Text shown:
The Chemical Safety Board has dropped its appeal of a federal court decision that requires the agency to regulate the reporting of chemical emissions resulting from industrial incidents, according to a motion filed Aug. 8.
On Feb. 4, Judge Amit P. Mehta of the U.S. District Court for the District of Columbia ruled that CSB had to develop a final rule – within one year of his decision – that requires organizations to report chemical releases to the agency.
The lawsuit was filed in December 2017, about three months after a chemical release at an Arkema Inc. facility in Crosby, TX. After flooding from Hurricane Harvey caused an evacuation of the facility, organic peroxide products stored inside a formerly refrigerated trailer decomposed and caught fire.

Task list:
a) List every calendar date that appears in the text on the Chemical Safety Board appeal.
b) Extend the text on the Chemical Safety Board appeal, starting right after its final sentence.

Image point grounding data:
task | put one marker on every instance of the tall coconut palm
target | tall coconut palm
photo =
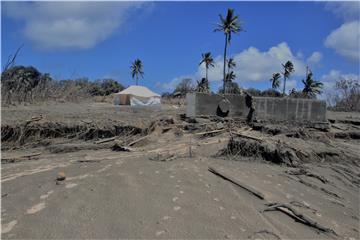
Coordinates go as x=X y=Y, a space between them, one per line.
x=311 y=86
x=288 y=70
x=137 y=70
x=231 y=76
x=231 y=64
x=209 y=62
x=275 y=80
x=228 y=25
==
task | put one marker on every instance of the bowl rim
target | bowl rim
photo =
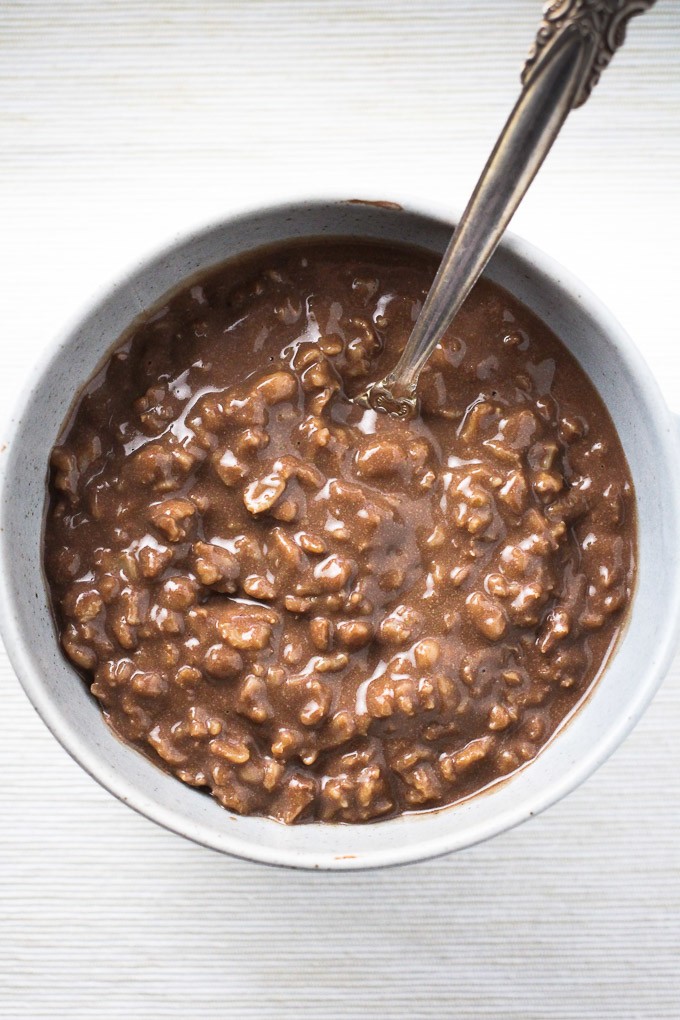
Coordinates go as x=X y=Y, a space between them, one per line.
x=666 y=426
* * *
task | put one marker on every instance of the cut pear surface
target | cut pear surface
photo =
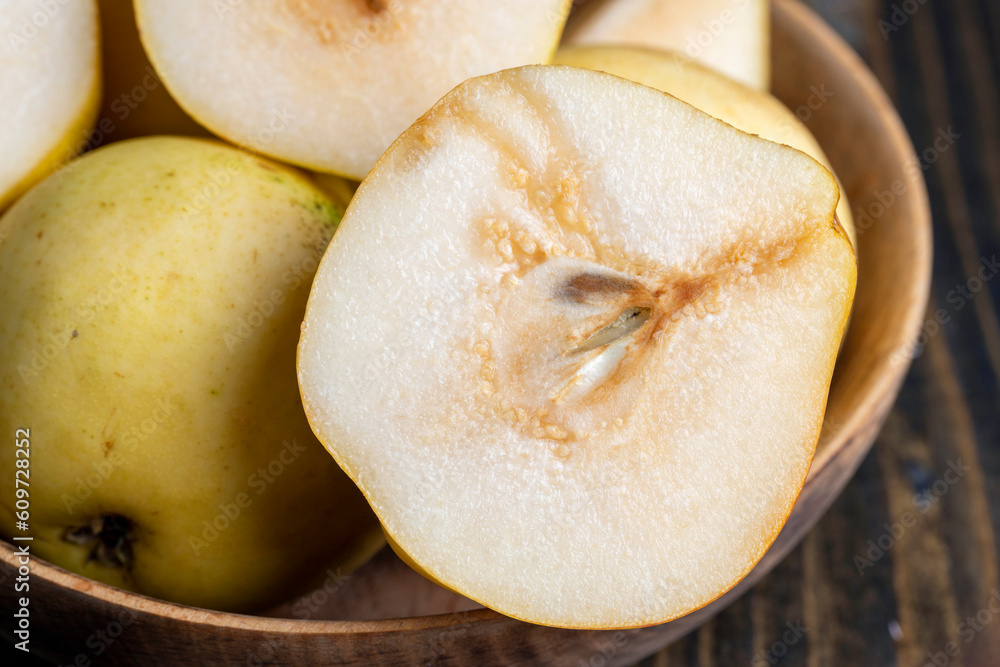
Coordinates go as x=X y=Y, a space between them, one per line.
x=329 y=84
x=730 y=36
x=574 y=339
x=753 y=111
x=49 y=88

Exercise results:
a) Aug. 8, Feb. 4, December 2017

b)
Officials chose to keep a nearby highway open and, as a result, 21 people needed medical attention for exposure to hazardous fumes. Plaintiffs in the lawsuit included Air Alliance Houston, the Louisiana Bucket Brigade and Public Employees for Environmental Responsibility.
“This ruling vindicates a community’s basic right to know what chemical insult has been visited upon it,” PEER General Counsel Paula Dinerstein said in a Feb. 5 press release. “Accidents do not relieve industries of their clean air obligations or their duties to protect both worker and public health.”
CSB subsequently tried to get that decision reversed in the U.S. Court of Appeals for the D.C. Circuit.